### Tasks and exercises
[A] In the project description below, condense the paragraph beginning "CoS does not store user's files" into a short bulleted list that keeps its main facts.
[B] Which two storage services does the project description below name as ones whose free features CoS relies on?

═════ Source passage

The greatest inspiration behind the Chamber of Secrets is none other than the One-Who-Must-Not-Be-Named, Lord Voldermort himself. Remember how Voldermort split his soul into 7 Horcruxes in a bid to make himself immortal, invincible?

"What if we do the same with our files? What if we encrypt our files then split them into parts (or "Horcruxes") and spread them over the internet?"

We can't make the digital storage companies use our data ethically. So how about we just enforce it? This was the inspiration behind the Chamber of Secrets. A way to make user's data, their files, next to impossible to break into, giving them absolute control over how their data is stored (and used by the storage services like Google Drive).

What it does

CoS does not store user's files. Nor do we use storage services like IPFS or any other premium service that our users will have to shell out some money for. Rather, we leverage the reliability and freemium features of storage services like Google Drive and Dropbox, sans the fear that nothing comes for free, and if it is, then you pay the price with your data. WE MAKE SURE THAT YOU, AND ONLY YOU OWN YOUR DATA.

══════════
═════ Entries supplied

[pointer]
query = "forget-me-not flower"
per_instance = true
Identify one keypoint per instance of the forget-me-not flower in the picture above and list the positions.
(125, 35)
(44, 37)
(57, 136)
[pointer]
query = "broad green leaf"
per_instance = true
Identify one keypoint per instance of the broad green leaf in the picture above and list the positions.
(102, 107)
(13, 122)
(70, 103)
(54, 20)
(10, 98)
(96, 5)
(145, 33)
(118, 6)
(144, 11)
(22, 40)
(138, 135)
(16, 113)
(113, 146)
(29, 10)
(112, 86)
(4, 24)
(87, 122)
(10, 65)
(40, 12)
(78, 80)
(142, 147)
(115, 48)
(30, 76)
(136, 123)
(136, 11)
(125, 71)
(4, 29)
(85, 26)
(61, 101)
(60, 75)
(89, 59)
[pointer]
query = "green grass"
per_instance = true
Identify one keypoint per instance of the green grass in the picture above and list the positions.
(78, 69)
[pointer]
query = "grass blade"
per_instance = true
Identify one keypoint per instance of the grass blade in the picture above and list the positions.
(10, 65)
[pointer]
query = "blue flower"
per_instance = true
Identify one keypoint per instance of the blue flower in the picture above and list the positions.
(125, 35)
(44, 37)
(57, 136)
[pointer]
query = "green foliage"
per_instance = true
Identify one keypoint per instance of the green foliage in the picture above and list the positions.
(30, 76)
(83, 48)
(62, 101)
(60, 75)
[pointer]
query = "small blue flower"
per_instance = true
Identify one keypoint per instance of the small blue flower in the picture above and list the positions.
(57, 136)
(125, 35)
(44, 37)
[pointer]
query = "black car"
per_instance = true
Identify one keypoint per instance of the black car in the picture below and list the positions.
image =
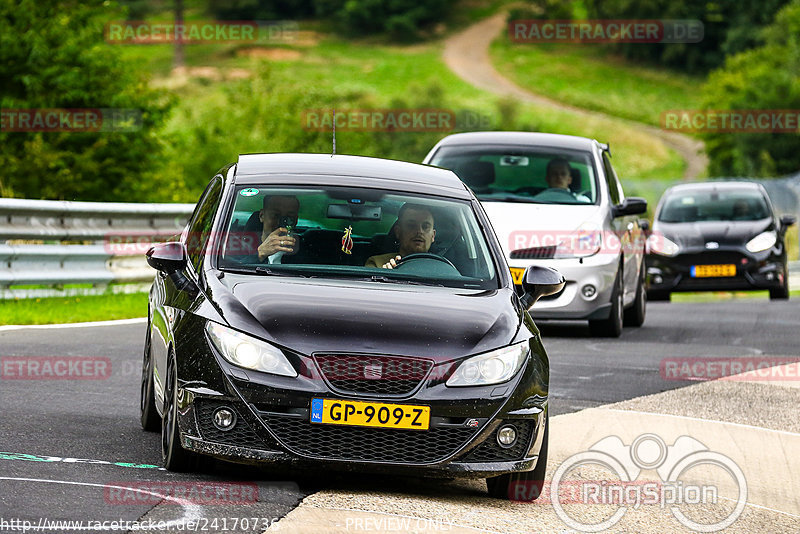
(270, 341)
(717, 236)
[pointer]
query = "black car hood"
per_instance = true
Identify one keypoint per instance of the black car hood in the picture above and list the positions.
(725, 233)
(308, 316)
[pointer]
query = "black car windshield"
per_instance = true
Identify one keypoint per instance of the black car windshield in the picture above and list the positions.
(338, 232)
(714, 205)
(521, 174)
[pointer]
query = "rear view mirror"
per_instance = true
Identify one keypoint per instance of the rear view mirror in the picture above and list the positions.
(630, 206)
(167, 257)
(540, 282)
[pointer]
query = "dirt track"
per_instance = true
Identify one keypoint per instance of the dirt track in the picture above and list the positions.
(467, 55)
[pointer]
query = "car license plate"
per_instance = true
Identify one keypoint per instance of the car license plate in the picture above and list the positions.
(712, 271)
(517, 273)
(374, 414)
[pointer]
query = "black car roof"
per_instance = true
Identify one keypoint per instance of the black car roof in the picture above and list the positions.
(348, 170)
(520, 138)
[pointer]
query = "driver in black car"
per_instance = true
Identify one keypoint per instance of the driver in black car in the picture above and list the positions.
(415, 233)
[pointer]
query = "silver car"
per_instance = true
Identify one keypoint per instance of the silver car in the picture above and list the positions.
(555, 200)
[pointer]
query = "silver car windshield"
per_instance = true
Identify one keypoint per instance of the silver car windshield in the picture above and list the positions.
(335, 232)
(521, 174)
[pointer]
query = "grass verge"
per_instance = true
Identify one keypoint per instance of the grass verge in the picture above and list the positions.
(55, 310)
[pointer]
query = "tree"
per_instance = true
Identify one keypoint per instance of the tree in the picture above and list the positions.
(766, 78)
(53, 55)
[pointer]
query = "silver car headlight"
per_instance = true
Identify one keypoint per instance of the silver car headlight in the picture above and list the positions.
(490, 368)
(762, 241)
(659, 244)
(249, 352)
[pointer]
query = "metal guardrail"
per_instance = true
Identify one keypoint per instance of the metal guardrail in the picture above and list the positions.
(98, 264)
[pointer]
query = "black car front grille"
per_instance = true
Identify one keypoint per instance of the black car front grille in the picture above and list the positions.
(491, 451)
(241, 435)
(335, 442)
(372, 375)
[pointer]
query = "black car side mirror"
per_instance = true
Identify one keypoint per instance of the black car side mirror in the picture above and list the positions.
(167, 257)
(630, 206)
(539, 282)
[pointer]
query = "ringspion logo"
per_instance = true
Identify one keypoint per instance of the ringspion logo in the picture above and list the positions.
(54, 368)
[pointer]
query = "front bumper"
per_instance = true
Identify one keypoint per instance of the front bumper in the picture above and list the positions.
(273, 427)
(758, 271)
(598, 271)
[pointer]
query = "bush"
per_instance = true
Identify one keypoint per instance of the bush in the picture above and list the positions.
(764, 78)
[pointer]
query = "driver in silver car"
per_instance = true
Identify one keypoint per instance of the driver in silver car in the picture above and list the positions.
(414, 231)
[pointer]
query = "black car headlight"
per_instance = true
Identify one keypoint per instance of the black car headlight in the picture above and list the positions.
(249, 352)
(490, 368)
(762, 241)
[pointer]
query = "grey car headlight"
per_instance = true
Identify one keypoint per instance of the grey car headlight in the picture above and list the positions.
(762, 241)
(490, 368)
(249, 352)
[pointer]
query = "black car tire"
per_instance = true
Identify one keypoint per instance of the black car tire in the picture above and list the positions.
(634, 316)
(148, 415)
(611, 327)
(173, 455)
(501, 487)
(781, 293)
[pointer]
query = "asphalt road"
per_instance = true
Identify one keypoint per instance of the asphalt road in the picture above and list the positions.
(48, 424)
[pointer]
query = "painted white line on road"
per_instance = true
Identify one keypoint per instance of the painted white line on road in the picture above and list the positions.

══════════

### Answers per task
[A]
- CoS does not store users' files.
- It does not use IPFS or any other premium service that users would have to pay for.
- It relies on the free features of storage services such as Google Drive and Dropbox, without users paying the price with their data.
- Users, and only users, own their data.

[B] Google Drive and Dropbox.